Beginning at the line that contains "marking in the photograph above." and ending at the last line of the entries, write out each line exactly; include nothing outside that span.

++++++++

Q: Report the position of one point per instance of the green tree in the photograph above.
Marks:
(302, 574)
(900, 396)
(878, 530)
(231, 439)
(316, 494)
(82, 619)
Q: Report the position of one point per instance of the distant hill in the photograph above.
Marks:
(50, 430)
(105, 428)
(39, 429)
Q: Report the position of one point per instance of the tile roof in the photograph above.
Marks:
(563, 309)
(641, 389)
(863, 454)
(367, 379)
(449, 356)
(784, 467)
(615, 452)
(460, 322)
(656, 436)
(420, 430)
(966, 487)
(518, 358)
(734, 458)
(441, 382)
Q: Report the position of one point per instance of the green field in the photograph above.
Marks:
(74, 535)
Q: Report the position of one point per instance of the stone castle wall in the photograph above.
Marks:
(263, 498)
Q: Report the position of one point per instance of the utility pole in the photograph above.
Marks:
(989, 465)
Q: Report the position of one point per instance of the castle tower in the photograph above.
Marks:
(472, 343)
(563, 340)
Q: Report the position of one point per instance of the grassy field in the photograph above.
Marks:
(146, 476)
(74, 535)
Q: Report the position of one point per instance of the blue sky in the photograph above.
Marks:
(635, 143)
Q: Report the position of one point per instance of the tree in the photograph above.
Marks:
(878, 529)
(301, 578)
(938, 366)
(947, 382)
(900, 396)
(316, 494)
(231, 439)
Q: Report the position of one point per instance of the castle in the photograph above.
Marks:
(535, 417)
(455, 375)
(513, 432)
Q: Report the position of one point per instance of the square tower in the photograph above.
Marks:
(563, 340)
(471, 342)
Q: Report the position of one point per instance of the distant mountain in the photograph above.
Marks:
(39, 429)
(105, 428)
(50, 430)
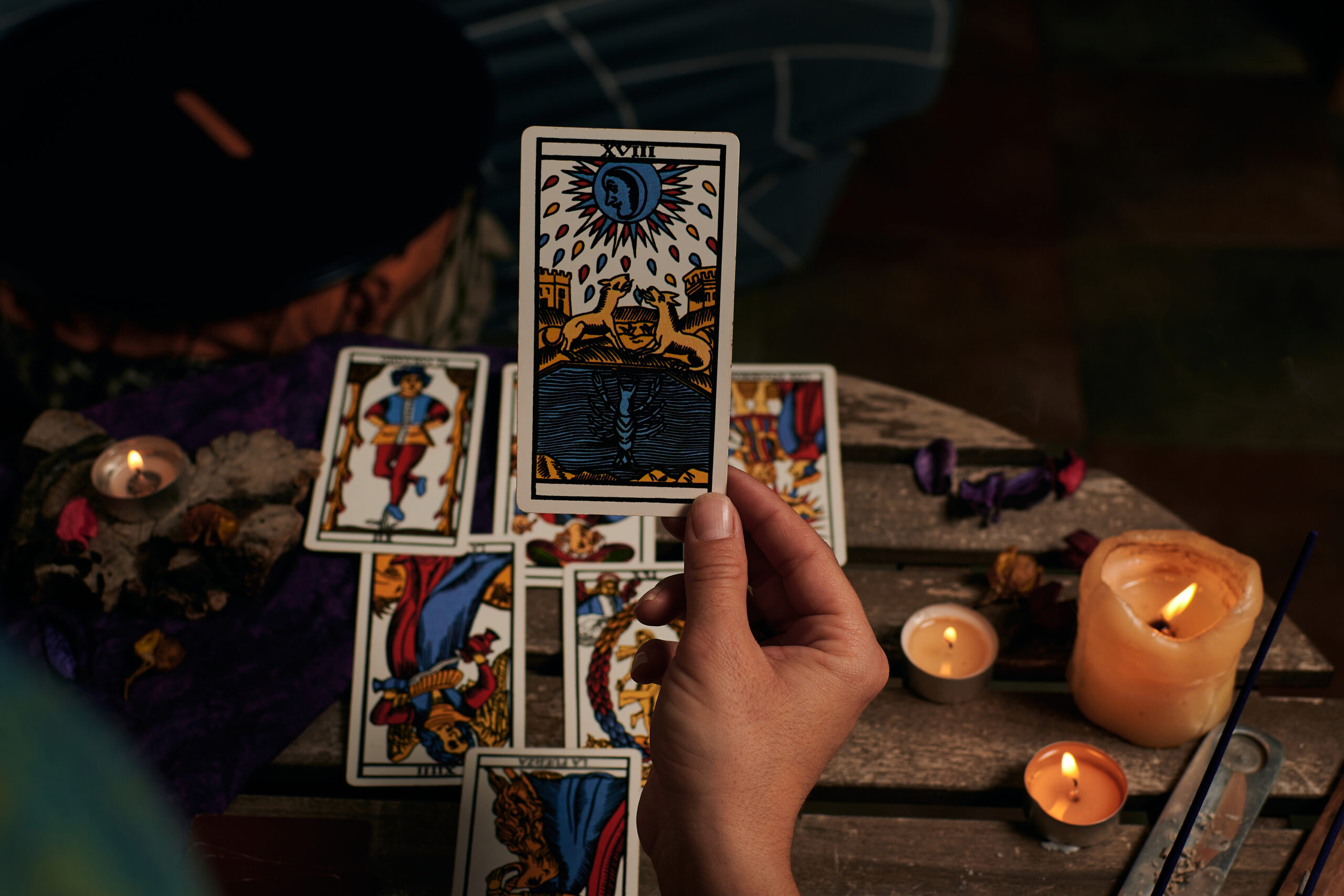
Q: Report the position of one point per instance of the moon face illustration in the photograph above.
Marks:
(627, 191)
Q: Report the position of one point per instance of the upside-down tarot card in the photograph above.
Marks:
(625, 319)
(785, 431)
(554, 541)
(549, 821)
(604, 705)
(400, 452)
(438, 664)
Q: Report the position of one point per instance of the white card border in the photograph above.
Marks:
(632, 806)
(830, 394)
(358, 692)
(328, 449)
(569, 637)
(613, 499)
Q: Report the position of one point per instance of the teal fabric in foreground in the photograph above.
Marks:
(77, 816)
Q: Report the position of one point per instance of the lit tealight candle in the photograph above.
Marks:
(949, 652)
(136, 471)
(1074, 793)
(1163, 617)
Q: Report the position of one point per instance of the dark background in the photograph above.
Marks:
(1117, 227)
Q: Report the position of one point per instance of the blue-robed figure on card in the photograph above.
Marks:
(429, 637)
(566, 830)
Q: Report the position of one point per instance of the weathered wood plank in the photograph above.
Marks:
(1331, 883)
(890, 520)
(413, 852)
(891, 594)
(909, 745)
(906, 745)
(885, 424)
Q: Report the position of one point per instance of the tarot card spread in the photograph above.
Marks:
(553, 541)
(438, 664)
(625, 319)
(400, 453)
(604, 707)
(549, 821)
(785, 431)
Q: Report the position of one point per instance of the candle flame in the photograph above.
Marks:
(1177, 605)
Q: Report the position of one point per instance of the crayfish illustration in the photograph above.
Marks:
(624, 410)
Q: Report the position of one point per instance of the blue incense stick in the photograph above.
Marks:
(1233, 718)
(1326, 852)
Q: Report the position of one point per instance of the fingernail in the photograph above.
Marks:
(711, 515)
(654, 594)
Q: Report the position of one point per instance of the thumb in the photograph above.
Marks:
(716, 568)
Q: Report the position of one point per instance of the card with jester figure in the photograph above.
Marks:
(604, 705)
(625, 319)
(554, 541)
(438, 664)
(785, 431)
(549, 821)
(400, 453)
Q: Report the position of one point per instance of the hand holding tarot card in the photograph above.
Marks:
(625, 319)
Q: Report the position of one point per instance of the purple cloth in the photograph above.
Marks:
(257, 673)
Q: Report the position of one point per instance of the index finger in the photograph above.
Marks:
(807, 568)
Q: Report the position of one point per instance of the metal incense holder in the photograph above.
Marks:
(1234, 800)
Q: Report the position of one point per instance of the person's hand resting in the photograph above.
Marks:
(742, 730)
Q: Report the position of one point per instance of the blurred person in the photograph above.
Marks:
(194, 184)
(77, 813)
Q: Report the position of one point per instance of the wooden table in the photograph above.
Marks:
(922, 798)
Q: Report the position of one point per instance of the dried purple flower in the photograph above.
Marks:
(1069, 473)
(934, 465)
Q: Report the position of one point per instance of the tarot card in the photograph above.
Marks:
(604, 707)
(400, 453)
(438, 664)
(785, 431)
(554, 541)
(625, 319)
(549, 821)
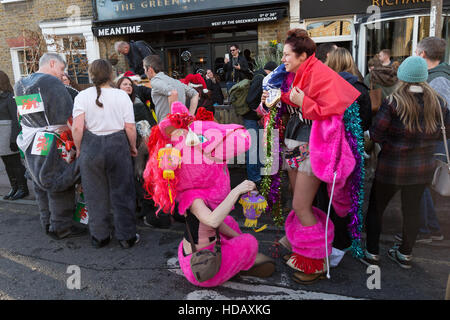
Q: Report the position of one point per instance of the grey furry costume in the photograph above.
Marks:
(51, 172)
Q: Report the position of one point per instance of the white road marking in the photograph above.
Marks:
(270, 292)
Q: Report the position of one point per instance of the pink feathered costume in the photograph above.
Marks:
(204, 175)
(327, 96)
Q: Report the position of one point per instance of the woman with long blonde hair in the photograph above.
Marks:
(407, 127)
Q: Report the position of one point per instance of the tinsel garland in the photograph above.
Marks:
(355, 139)
(271, 184)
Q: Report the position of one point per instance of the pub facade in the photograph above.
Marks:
(367, 26)
(190, 34)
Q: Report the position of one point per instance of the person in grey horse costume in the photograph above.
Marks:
(53, 178)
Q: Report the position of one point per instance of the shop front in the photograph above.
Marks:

++++++++

**WRITTEN RESPONSE**
Q: Report the position of one point per instance of the white road marking in the photograph above.
Marks:
(270, 292)
Q: Report the position of one point per instance of the pink feathered costume in the photograph above.
Marks:
(204, 175)
(327, 96)
Q: Report the position of one point per instance of the woman with long blonde hair in the photograph above.
Marks:
(407, 127)
Q: Report the position of one point per instance of the tinsel garland in the photograph above.
Marks:
(355, 139)
(271, 184)
Q: Report the position of one point per instance of the pub facade in the photograph above.
Marks:
(367, 26)
(190, 34)
Q: Report the position of one point per instance of the person in grey horse costume in the photograph above.
Marks:
(53, 178)
Q: Report the position of one point per instance of the shop front in the photograph above.
Marks:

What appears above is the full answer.